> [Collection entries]
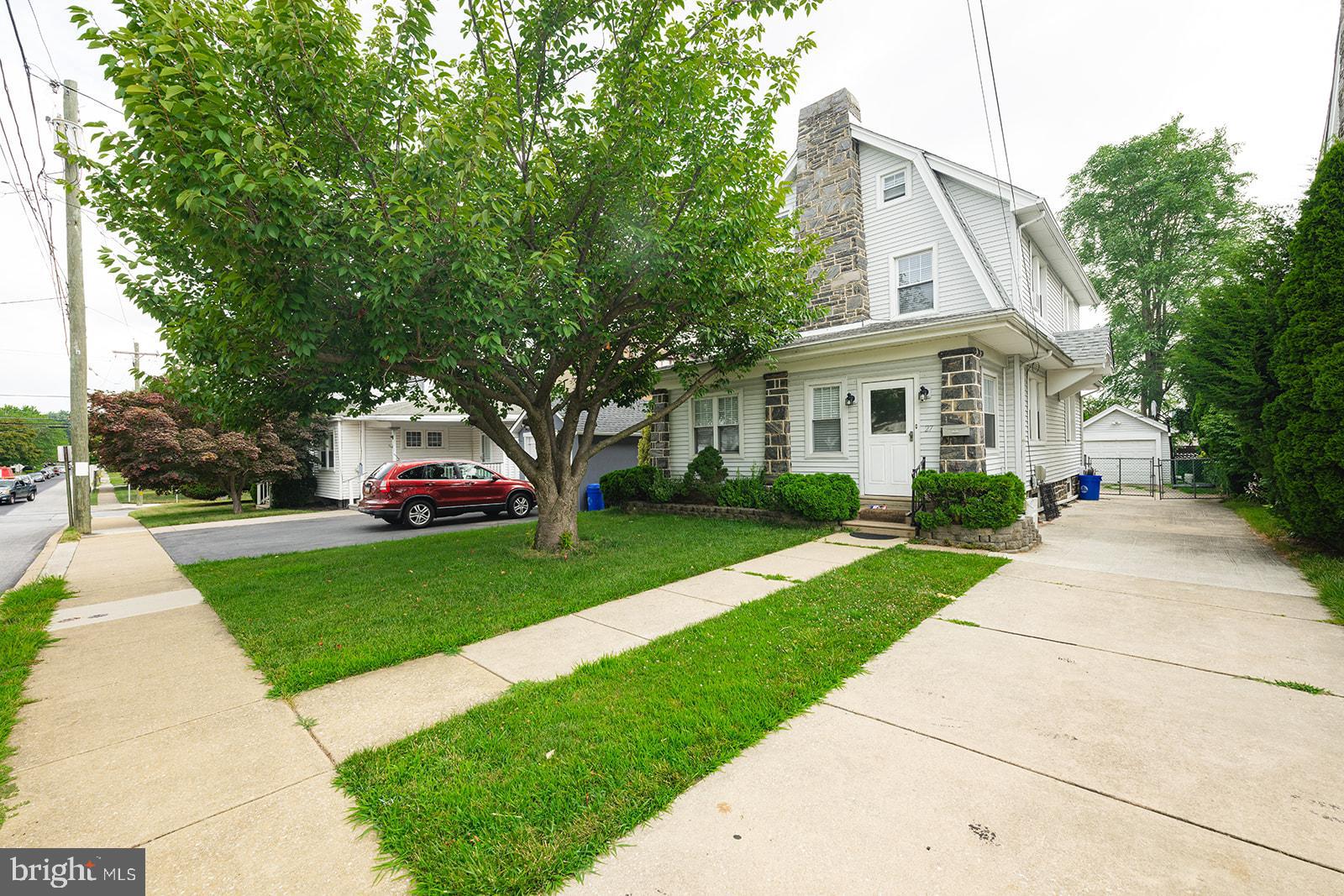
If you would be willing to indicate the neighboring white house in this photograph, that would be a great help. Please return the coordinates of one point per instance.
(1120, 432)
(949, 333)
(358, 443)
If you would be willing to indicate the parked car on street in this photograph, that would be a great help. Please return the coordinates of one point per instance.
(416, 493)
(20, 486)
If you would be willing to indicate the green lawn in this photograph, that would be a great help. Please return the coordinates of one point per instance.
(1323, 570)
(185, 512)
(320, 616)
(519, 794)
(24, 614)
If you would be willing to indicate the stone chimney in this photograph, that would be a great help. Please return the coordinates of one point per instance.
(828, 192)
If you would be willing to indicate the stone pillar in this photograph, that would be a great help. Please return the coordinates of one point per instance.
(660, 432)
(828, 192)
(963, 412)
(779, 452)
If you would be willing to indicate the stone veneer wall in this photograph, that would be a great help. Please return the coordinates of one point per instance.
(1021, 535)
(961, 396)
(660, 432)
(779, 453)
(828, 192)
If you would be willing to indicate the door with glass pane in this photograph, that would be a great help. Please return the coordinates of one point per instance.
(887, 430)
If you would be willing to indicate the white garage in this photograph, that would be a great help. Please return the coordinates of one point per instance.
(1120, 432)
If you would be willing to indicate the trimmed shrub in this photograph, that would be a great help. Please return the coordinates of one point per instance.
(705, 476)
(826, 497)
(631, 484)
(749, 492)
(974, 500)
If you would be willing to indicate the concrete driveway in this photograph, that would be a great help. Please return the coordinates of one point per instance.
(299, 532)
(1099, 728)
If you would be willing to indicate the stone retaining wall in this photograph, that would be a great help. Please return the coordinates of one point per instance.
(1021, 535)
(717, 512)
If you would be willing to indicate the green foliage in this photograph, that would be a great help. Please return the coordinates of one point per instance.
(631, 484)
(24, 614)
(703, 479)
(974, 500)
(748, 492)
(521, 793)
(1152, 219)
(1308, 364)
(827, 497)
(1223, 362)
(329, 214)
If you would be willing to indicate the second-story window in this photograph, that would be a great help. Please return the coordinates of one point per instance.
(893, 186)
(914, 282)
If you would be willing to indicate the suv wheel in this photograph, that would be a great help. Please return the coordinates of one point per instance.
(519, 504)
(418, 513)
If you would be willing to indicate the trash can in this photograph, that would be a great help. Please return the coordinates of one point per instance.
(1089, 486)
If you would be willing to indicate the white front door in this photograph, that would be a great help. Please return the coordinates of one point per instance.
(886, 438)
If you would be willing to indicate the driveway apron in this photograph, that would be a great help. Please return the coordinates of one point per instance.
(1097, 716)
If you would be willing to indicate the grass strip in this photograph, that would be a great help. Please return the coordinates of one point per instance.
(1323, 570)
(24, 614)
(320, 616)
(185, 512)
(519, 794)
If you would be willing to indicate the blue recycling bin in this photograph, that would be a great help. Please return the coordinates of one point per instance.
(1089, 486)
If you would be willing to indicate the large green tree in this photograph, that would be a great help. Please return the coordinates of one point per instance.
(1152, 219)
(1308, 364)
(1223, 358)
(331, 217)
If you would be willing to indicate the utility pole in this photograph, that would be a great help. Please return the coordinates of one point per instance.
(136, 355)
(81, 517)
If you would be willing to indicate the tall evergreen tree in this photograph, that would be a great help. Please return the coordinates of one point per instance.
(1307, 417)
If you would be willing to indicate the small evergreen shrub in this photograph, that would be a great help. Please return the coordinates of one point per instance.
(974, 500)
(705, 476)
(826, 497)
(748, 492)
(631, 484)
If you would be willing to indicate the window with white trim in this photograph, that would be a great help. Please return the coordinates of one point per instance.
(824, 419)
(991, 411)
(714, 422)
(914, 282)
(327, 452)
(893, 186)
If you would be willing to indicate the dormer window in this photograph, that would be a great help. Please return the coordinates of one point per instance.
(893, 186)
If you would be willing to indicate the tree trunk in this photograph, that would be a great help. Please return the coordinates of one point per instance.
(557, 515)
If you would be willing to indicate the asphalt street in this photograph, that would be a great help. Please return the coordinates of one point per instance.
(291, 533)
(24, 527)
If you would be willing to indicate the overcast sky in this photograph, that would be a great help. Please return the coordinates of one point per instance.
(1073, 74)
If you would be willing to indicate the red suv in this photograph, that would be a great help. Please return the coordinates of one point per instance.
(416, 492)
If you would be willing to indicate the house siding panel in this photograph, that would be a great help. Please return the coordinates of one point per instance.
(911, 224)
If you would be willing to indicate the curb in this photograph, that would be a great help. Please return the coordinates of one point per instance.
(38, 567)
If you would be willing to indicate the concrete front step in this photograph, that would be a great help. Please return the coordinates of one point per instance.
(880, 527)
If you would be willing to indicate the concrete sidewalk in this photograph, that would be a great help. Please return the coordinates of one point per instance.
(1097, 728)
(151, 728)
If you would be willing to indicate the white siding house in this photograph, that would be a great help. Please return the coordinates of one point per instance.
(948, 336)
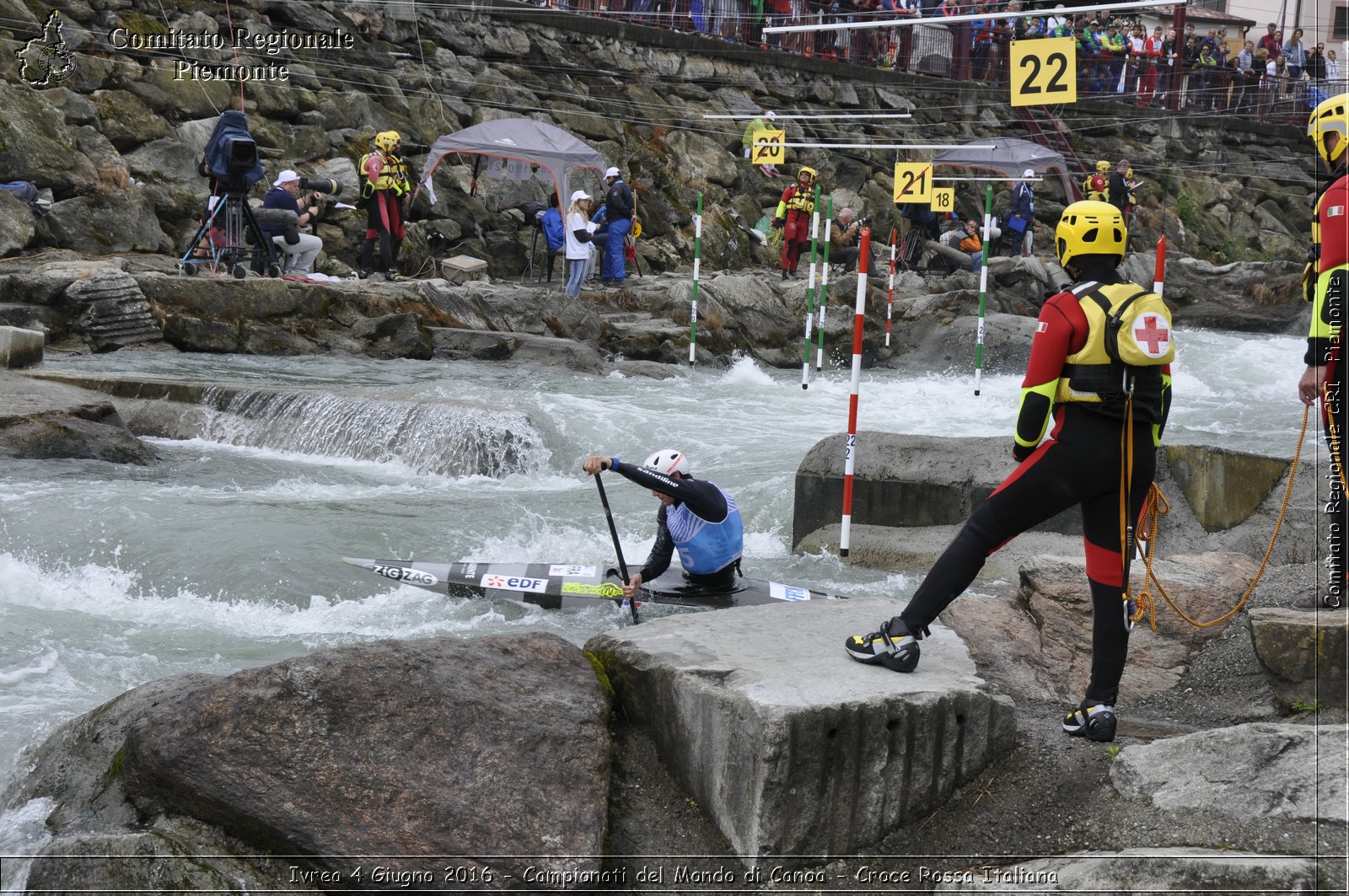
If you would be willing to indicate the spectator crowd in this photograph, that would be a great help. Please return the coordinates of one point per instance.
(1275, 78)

> [TASK DIRECTIONS]
Produce an exact copy of only those lines that run from the line with "If you would be willing to indicate the concrete front" to the final line of the records, including both; exclude images.

> [OUTPUT BELOW]
If you would be willing to indicate the concrete front step in this photograph, that would be a great help. Please return the coordinates of one point per instance.
(880, 527)
If you would be willing to indicate the concrete sidewalk in this photograph, that would be a great help. Please return the coordinates of one point per instance.
(1097, 728)
(151, 728)
If you would be willing to indicate the white siding house in this photograph, that would be a great help. Please return the coordinates of one point per instance.
(948, 336)
If you would be willing to indicate the spectator crowd in this photograph, that would be a great help. Please return the coordinates of one point per instance.
(1275, 78)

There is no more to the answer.